DO THIS >>
List each line in the dataset excerpt below that contains the word "table".

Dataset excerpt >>

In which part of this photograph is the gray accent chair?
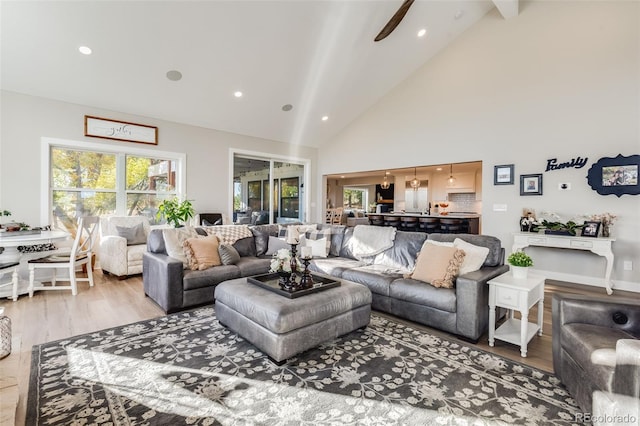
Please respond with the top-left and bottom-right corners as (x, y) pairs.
(552, 293), (640, 413)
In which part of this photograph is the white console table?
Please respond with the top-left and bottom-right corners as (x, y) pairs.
(511, 232), (616, 294)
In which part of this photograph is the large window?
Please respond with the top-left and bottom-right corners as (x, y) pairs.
(49, 141), (180, 229)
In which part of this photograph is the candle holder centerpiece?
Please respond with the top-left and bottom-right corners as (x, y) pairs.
(300, 247), (314, 288)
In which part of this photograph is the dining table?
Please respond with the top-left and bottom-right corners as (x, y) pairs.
(0, 230), (71, 298)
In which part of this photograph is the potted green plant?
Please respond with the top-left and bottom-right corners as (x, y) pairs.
(535, 220), (584, 236)
(507, 250), (533, 279)
(156, 197), (195, 228)
(0, 210), (11, 228)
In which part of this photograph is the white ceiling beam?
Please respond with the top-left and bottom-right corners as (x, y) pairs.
(493, 0), (520, 19)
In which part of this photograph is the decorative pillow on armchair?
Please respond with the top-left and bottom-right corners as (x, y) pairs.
(116, 223), (147, 246)
(410, 244), (465, 288)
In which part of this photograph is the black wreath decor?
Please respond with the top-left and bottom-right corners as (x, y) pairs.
(587, 154), (640, 197)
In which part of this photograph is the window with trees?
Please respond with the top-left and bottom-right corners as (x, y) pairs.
(50, 142), (178, 229)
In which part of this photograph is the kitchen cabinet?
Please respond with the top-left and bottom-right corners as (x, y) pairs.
(430, 172), (481, 202)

SOLUTION TO THE PROBLEM >>
In which part of this photograph is the white console table?
In which part of this photograph is the dining table?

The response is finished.